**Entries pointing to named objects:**
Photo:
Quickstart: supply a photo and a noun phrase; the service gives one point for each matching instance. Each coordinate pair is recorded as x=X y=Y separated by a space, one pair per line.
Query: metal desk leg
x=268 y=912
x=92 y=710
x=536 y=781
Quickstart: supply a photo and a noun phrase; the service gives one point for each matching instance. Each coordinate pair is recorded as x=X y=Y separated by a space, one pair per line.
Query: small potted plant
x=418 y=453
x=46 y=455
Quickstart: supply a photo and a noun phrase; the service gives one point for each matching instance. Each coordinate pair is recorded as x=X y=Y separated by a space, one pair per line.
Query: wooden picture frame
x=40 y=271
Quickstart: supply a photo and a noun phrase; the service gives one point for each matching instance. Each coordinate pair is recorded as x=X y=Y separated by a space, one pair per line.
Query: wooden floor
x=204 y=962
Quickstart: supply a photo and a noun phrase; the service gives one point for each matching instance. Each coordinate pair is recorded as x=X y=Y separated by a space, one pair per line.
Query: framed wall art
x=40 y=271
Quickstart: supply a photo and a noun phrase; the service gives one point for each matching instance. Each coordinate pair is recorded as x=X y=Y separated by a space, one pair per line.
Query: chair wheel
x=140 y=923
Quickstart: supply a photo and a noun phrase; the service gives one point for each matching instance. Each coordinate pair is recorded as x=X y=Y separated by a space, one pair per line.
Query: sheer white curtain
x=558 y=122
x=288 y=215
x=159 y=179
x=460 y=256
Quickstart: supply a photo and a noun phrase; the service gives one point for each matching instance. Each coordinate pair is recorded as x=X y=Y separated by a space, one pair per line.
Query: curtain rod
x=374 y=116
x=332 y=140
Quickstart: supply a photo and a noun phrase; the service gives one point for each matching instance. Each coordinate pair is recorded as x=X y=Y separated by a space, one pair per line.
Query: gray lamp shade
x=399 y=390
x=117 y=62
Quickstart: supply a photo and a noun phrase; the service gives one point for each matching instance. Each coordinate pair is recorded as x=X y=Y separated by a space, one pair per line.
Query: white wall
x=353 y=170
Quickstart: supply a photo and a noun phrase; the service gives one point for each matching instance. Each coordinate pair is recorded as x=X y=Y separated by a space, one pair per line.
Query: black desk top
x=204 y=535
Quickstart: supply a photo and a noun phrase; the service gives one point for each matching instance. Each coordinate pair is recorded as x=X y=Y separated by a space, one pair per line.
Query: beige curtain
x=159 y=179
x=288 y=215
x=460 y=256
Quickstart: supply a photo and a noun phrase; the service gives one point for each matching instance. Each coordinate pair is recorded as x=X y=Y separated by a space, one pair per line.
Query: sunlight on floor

**Stated goal:** Give every line from the start of the entries through the line containing "x=140 y=923", including that line, as a numbered list with blank lines left out.

**Written response:**
1. Photo:
2. Quickstart: supply a photo and a noun phrase; the service gives one point for each matching instance. Each coordinate pair is recorded as x=X y=Y separated by a space, one pair per line.
3. Query: metal desk leg
4. x=268 y=912
5. x=92 y=710
6. x=536 y=781
7. Quickstart: supply a photo and a noun phrase; the service gives one point for each matching instance. Each coordinate pair is recorded as x=X y=Y separated by a space, one pair per line.
8. Query: small potted plant
9. x=418 y=453
10. x=46 y=455
11. Quickstart: supply a photo and a noun phrase; the service gives one point for each matching instance. Each coordinate pair is recorded as x=X y=Y separated by a space, one pair per line.
12. Query: wooden picture frame
13. x=40 y=271
14. Quickstart: supply a photo and a noun phrase; the service gives one point for each matching instance. Each coordinate pair is recorded as x=X y=Y separated by a space, one pair per line.
15. Query: wooden floor
16. x=204 y=962
17. Quickstart: supply a photo and a noun phrase; the service gives one point for each matching instance. Each coordinate pair is recorded as x=X y=Y separated by a space, one pair per line.
18. Query: framed wall art
19. x=40 y=271
20. Quickstart: supply a photo and a noun phrase; the service gives one point for each matching instance. Each coordinate pair is recorded as x=X y=Y separated by a space, one pair per line.
21. Query: chair wheel
22. x=140 y=923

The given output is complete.